··· RECORDS FOR PROCESSING ···

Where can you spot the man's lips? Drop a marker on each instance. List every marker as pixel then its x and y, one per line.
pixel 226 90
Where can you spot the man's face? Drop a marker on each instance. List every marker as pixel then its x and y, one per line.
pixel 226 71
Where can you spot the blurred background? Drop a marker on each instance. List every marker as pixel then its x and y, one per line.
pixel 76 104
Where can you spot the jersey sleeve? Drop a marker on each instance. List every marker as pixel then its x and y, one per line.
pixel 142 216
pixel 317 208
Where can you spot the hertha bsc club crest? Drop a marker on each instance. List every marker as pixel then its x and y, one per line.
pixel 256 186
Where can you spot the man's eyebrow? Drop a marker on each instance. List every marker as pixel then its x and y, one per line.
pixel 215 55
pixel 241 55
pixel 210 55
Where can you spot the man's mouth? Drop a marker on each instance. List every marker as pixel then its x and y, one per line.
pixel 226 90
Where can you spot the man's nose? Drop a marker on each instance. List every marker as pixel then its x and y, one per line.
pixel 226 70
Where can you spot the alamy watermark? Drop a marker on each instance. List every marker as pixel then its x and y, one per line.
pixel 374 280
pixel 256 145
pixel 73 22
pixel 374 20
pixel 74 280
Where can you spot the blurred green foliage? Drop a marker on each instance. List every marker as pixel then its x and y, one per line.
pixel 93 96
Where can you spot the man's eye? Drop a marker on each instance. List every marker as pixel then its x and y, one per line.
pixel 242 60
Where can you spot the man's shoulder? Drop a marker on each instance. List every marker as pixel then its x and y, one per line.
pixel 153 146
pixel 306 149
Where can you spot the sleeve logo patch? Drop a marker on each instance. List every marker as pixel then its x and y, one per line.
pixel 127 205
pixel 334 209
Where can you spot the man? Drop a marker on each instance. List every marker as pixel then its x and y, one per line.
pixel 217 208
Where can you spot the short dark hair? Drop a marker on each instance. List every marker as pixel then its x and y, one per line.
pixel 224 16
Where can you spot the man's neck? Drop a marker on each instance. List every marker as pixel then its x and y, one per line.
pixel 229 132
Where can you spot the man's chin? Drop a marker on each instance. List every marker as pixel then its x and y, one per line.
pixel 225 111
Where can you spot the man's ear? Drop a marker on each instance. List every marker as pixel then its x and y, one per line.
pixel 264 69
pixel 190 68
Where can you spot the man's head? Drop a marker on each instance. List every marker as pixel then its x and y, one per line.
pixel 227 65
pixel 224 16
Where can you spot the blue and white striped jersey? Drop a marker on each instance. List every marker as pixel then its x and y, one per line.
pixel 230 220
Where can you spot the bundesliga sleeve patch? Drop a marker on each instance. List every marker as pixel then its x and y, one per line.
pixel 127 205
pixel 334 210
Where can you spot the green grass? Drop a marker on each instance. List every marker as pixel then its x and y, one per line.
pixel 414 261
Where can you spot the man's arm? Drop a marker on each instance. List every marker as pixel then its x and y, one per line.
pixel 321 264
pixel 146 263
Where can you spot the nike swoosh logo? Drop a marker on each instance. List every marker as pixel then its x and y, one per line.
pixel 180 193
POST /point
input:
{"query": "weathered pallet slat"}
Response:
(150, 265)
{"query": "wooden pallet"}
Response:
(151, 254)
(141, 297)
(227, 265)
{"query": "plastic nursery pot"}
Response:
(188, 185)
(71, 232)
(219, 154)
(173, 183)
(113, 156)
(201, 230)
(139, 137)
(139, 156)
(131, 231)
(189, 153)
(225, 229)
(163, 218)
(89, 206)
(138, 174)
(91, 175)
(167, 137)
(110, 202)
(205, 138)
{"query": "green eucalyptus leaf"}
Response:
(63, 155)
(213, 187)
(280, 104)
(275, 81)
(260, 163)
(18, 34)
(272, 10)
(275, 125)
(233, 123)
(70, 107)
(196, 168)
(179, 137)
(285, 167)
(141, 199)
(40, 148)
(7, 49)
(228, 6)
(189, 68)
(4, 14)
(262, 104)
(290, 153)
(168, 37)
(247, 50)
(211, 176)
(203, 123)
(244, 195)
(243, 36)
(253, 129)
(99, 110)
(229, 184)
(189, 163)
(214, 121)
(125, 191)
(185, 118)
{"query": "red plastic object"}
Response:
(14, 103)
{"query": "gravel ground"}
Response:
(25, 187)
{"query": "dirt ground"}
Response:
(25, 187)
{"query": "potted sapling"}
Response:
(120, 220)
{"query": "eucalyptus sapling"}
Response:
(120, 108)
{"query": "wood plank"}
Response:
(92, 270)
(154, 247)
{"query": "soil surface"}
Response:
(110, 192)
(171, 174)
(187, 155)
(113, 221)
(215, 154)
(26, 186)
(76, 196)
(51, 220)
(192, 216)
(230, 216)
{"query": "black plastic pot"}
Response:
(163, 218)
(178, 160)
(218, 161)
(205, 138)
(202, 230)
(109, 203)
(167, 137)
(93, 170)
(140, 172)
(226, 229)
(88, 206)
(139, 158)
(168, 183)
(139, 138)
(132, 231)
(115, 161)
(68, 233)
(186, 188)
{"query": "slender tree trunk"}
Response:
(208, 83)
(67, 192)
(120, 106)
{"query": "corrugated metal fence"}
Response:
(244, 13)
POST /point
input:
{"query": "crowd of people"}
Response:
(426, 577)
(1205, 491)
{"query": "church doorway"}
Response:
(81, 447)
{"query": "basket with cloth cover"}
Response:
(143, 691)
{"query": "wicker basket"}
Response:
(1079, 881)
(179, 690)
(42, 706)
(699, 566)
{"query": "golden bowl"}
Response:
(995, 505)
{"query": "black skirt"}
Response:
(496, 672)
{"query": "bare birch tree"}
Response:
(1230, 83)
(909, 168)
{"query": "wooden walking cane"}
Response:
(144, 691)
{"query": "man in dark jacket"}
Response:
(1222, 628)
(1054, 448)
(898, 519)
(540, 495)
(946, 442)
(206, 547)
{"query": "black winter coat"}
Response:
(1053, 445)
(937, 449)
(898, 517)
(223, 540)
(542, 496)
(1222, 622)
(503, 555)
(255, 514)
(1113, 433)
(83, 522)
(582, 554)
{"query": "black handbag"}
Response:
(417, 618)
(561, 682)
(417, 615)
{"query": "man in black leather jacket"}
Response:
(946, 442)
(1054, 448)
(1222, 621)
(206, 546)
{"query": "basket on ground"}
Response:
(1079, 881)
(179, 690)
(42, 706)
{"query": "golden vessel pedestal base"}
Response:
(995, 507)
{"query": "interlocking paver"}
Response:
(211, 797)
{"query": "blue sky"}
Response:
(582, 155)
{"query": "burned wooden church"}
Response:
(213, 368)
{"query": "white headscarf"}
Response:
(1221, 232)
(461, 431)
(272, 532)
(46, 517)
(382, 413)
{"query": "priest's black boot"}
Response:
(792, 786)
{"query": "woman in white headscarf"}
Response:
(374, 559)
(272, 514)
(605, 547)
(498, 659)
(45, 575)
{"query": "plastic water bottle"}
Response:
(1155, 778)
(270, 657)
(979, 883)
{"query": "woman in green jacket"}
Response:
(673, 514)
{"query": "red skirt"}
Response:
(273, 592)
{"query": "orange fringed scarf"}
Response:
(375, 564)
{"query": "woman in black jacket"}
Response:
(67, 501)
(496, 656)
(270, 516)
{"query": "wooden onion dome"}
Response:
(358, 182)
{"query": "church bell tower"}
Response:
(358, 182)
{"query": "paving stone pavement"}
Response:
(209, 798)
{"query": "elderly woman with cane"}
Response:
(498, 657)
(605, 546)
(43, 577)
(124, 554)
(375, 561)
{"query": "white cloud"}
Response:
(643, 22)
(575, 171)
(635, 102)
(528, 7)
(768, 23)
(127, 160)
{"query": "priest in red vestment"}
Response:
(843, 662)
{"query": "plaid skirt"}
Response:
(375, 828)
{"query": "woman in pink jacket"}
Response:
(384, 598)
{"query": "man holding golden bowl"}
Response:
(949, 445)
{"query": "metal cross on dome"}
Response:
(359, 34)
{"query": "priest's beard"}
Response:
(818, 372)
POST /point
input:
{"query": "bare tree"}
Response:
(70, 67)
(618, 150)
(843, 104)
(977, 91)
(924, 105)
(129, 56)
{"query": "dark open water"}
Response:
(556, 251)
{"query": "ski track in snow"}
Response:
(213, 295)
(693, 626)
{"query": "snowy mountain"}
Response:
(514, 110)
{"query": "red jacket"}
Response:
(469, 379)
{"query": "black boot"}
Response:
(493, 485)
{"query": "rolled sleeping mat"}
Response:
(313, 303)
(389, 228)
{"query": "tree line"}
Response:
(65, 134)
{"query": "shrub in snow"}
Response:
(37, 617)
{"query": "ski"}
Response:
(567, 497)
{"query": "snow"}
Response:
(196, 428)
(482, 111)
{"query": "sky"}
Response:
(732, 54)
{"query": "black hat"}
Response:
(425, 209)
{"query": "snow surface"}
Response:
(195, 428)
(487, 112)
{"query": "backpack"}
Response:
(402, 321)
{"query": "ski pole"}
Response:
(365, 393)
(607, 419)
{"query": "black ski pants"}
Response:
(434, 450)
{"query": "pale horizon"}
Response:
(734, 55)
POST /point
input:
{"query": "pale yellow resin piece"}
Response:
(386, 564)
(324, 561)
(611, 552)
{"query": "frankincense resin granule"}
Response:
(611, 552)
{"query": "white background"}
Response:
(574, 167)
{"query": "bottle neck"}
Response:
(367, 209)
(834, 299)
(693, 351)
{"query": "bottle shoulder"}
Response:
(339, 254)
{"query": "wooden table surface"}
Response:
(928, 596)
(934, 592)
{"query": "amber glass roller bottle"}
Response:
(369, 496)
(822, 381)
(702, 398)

···

■ **ACTION ITEM**: Show each line of the listing that holds the string "cane".

■ **RESPONSE AREA**:
{"query": "wooden walking cane"}
{"query": "elderly woman with cane"}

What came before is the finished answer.